SOURCE EXTRACT:
BEGIN

FAQs – SAFEMASK GUARDIAN
What are bacteria?
They are a large group of unicellular microorganisms. Bacteria are ubiquitous in every habitat on Earth. The vast majority of the bacteria in the body are rendered harmless by the protective effects of the immune system and a few are beneficial. However, some bacteria are pathogenic and cause infectious diseases. The most common fatal bacterial diseases are respiratory infections such as tuberculosis.
What is a pathogen?
Pathogen, infectious agent or germ, is a biological agent that causes disease or illness to its host. There are several pathways whereby pathogens can invade a host such as the nose and throat.
How do Bacteria spread?
- Through Exchange of Bodily Fluids
Sneezing and coughing are two efficient ways to ensure bacteria are spread. If you sneeze, cough or blow your nose while in a crowd, you are essentially sharing your bodily fluids with the people around you, and therefore ensuring their contamination.
Bacteria can be easily passed through the air. If bodily fluids are launched into the air through sneezing or coughing, it can affect the people in the area, due to its airborne properties. If the bacteria are in the air, anyone is fair game.
During flu and cold season, the best way to prevent the spread of bacteria is through proper hygiene. That means washing your hands regularly and using antibacterial wipes whenever necessary. Changing your mask with every patient
Bacteria are an organism that is able to grow and divide at a surprisingly rapid rate. Bacteria can multiply relatively efficiently. Even the growth of bacteria can be increased merely by warmth and moisture. If the conditions are just right, the bacteria will grow and spread quite easily.
What happens when we sneeze?
When you sneeze droplets are propelled into the air at speeds of 320 km per hour. A person is most likely to transfer their cold from one to another in the first 2-4 days when they are sneezing, coughing and have a runny nose. A person with a cold can spread the infection by coughing and/or sneezing. Bacteria or viruses can be passed on by touching or shaking hands with another person. Touching food with dirty hands will also allow viruses or bacteria from the intestine to spread.
What is an antimicrobial?
An antimicrobial is a substance that kills or inhibits the growth of microbes.
How to avoid infection?
Wash your hands thoroughly (often one of the best ways to avoid catching a cold). Shaking hands with someone who has a cold is risky, so avoid rubbing your eyes or touching your face. With a patient that has a cold wear the antimicrobial mask SafeMask Guardian by Medicom.

END

EXTRACTED INFORMATION:

BEGIN

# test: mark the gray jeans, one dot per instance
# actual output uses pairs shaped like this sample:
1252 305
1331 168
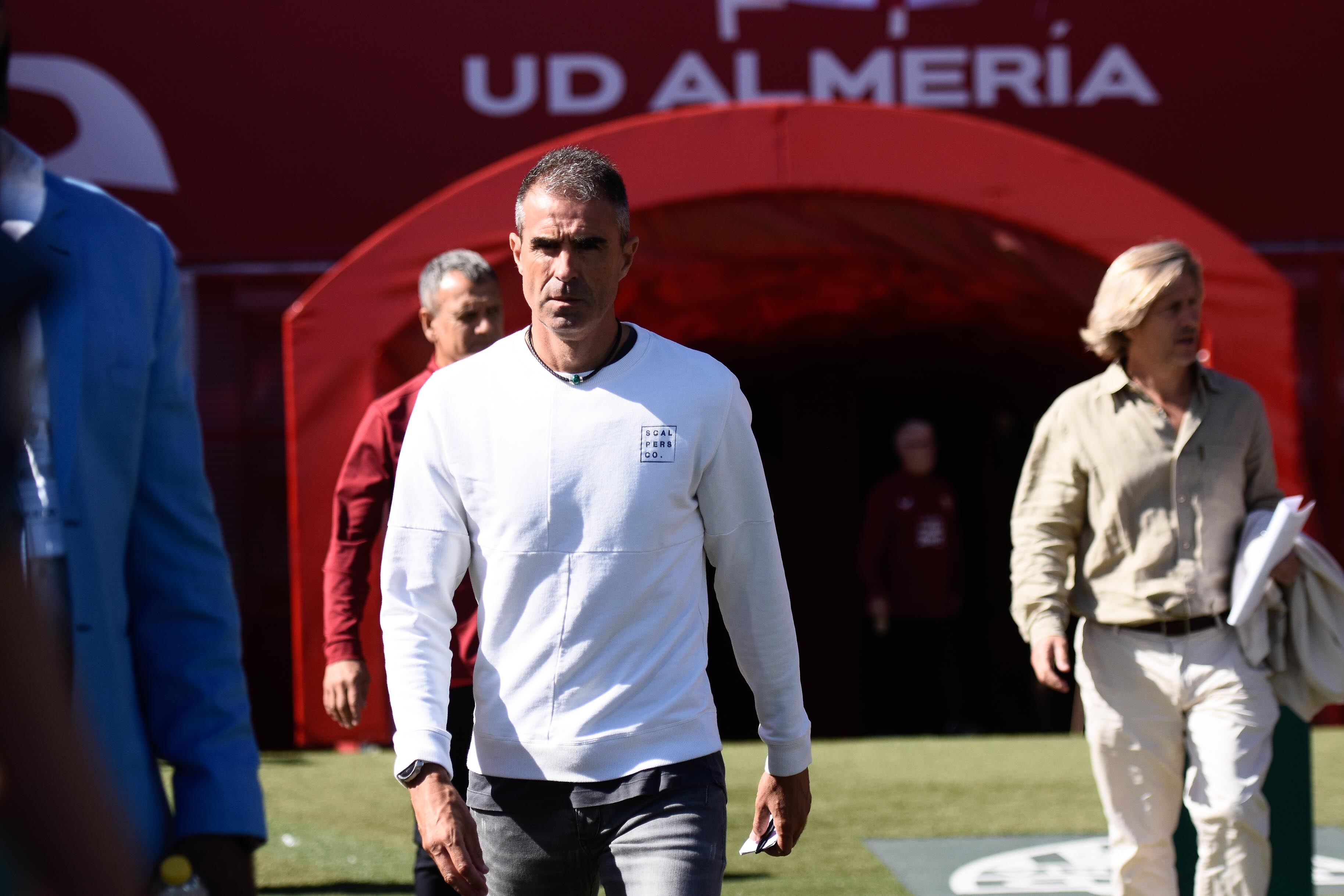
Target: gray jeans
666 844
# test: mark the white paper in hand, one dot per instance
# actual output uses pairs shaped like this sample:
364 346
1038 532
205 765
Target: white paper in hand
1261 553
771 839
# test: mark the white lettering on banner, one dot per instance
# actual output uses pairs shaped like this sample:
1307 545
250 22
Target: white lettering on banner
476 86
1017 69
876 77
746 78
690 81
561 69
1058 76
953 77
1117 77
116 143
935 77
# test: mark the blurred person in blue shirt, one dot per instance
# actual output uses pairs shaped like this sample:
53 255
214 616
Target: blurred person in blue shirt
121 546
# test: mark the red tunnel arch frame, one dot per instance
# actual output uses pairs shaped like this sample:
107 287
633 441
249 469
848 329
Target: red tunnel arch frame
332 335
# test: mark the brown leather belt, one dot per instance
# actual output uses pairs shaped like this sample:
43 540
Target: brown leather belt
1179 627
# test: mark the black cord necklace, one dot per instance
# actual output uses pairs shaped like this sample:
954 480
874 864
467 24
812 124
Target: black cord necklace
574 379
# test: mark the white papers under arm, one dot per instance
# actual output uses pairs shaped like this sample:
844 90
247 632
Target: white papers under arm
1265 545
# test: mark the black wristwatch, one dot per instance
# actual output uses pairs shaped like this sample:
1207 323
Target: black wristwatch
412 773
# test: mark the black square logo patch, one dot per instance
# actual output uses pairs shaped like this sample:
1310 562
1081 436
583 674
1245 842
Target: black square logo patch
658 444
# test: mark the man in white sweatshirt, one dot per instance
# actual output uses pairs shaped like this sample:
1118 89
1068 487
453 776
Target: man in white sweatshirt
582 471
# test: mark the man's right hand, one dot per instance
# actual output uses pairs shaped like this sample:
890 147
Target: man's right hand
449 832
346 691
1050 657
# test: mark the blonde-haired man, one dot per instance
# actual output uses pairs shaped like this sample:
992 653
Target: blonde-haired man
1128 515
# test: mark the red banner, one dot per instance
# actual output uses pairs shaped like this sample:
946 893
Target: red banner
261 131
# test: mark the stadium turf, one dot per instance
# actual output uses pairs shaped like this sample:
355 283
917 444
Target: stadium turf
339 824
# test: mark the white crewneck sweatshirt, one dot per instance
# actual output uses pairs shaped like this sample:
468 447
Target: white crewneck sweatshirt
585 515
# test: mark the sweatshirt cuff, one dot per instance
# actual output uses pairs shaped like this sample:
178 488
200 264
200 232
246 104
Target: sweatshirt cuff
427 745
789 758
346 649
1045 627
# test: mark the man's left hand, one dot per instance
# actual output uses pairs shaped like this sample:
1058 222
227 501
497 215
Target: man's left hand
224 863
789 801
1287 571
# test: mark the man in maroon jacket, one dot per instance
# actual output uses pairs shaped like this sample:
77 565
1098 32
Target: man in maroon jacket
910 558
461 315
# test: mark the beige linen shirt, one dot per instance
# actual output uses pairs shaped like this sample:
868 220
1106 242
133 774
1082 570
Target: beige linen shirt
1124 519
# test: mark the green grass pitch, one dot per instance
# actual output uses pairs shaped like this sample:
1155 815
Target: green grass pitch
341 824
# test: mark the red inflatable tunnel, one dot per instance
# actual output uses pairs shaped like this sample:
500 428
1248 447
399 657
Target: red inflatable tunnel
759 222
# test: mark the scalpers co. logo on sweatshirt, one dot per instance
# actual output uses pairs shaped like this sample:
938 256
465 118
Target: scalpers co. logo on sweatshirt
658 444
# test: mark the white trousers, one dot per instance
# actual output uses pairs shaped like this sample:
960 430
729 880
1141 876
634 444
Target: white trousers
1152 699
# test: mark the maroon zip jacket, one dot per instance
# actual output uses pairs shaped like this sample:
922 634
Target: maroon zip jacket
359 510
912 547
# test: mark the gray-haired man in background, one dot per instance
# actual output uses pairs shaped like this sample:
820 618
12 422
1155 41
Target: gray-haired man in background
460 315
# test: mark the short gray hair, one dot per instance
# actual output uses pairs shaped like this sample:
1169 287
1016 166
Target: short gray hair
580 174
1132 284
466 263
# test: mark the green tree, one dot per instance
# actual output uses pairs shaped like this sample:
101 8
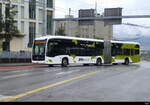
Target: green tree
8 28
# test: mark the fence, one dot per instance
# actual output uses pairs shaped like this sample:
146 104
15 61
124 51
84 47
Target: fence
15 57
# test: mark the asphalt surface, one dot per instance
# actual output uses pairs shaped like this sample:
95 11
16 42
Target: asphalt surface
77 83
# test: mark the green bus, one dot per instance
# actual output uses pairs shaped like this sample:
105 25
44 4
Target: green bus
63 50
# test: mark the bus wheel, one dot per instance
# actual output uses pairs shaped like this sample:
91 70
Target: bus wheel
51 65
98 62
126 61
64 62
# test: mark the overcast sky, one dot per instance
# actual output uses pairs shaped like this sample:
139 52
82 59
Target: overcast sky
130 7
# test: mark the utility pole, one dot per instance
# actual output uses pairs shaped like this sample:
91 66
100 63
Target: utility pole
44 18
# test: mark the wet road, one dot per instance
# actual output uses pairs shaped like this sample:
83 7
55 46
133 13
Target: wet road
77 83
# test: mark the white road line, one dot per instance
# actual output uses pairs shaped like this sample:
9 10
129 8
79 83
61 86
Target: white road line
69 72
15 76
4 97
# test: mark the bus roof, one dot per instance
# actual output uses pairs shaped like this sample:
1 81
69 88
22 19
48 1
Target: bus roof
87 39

END

WORK TO BE COMPLETED: Retype the passage from the SafeMask Guardian FAQ, beginning at "What is a pathogen?" and stopping after "is fair game.".

RESULT OF THE EXERCISE:
What is a pathogen?
Pathogen, infectious agent or germ, is a biological agent that causes disease or illness to its host. There are several pathways whereby pathogens can invade a host such as the nose and throat.
How do Bacteria spread?
- Through Exchange of Bodily Fluids
Sneezing and coughing are two efficient ways to ensure bacteria are spread. If you sneeze, cough or blow your nose while in a crowd, you are essentially sharing your bodily fluids with the people around you, and therefore ensuring their contamination.
Bacteria can be easily passed through the air. If bodily fluids are launched into the air through sneezing or coughing, it can affect the people in the area, due to its airborne properties. If the bacteria are in the air, anyone is fair game.